Bethlehem ( Bet Lehem) is a 2013 Israeli drama film directed by Yuval Adler. It was screened at the Venice Days section of the 2013 Venice Film Festival where it won the top prize. It was shown at the Telluride Film Festival and 2013 Toronto International Film Festival. The film was selected as the Israeli entry for the Best Foreign Language Film at the 86th Academy Awards after winning six Ophir Awards including Best Screenplay, Best Director and Best Film, but it was not nominated.

Cast
 Tzachi Halevy as Razi
  as Sanfur
 Hitham Omari as Badawi
  as Einat
 Tarik Kopty as Abu Ibrahim
 George Iskandar as Nasser
 Hisham Sulliman as Ibrahim

Development
The screenplay was written by Yuval Adler and Ali Waked from 2007 through 2010. The script went through multiple drafts and was heavily influenced by research that the two conducted concomitantly to writing it, interviewing both Israeli Shin Bet operatives and Palestinian militants from Al-Aqsa Martyrs' Brigades and Hamas. At the time of writing the screenplay, Ali Waked was a correspondent for Ynet covering Palestinian affairs.  Many incidents described in the film were directly influenced by actual events from the period. In 2010, the screenplay was included in the Berlinale co-production market which helped attach Belgian producers Entre Chien et Loup and German producers Gringo Films to the film. In January 2011, the Israeli Film Fund and the Jerusalem Film Funds gave their support to the project. English sales agent WestEnd picked up the film.

◆ JOB ◆
Could you pick up the article on the film Bethlehem after its last sentence and write the next part?

◆ SOURCE DATA ◆

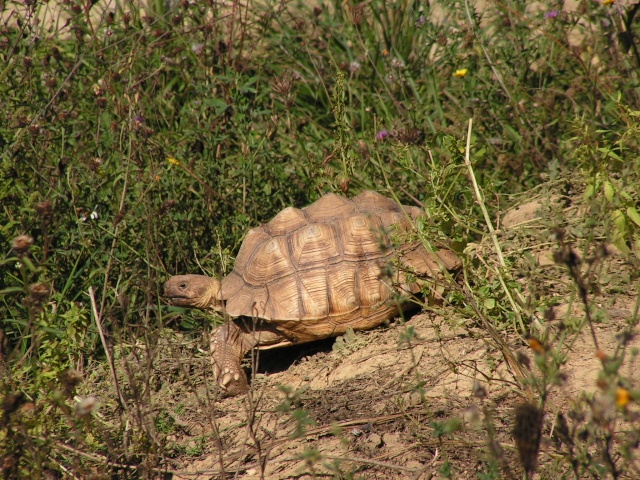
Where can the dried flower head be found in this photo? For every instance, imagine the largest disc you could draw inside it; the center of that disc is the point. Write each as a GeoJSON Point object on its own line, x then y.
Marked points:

◆ OUTPUT BELOW ◆
The casting process took almost a year. The three lead actors in the film, Shadi Mar’i who plays Sanfur, Tsahi Halevi who plays Razi and Hitham Omari who plays Badawi, were non-professionals who had never acted in a film before. Omari, a Palestinian from Kafr 'Aqab, was discovered accidentally during a location scout. Halevi was discovered just weeks before filming began; he was an aspiring singer who had just finished appearing on the first season of Israeli singing competition show The Voice Israel, where he had reached the final four. Mar'i, who was not even 17 at the time of the shoot, was discovered after hundreds of teenagers were auditioned. Many of the extras and bit players (both Israelis and Palestinians) were reenacting in the film scenes they experienced in their own lives.

Filming
The film was shot digitally on Arri Alexa. Principal photography began November 2011 and lasted 29 days. The film was shot in Jerusalem, Bethlehem, Ramla and Jaffa with a few additional days of reshoots in early 2012. Post production work was done in Belgium and Germany.

Reception
The Hollywood Reporter, "Israeli debutant director Yuval Adler finds tragic personal drama among the murderous power players of his troubled homeland."
The Telegraph, "There are few wise men in Yuval Adler's Israeli thriller, which screened as part of the Venice Film Festival, writes Robbie Collin."
Variety, "This tightly wound clock-ticking thriller examines the Arab-Israeli conflict to impressive effect." 
The New York Times, "The murky world of terrorism and counter-terrorism, and the vicious circle of suspicion and betrayal in which all the players are locked, are well drawn in this gritty, suspenseful drama as the action moves toward its inevitably violent denouement."
Haaretz, "yet another Israeli propaganda film", "an outrageous film", "the Israelis are the good guys, the Arabs the bad guys", "distortion and concealment", "abominable", "one-dimensional"; "refuses to sort everyone into good and bad";"hits high notes but fails to transcend entertainment value."
Al Monitor, "skillfully depicts relationships where empathy and exploitation, intimacy and instrumentalization are mixed together."
Thedailybeast, "Brings the Occupation Back Into Our Homes."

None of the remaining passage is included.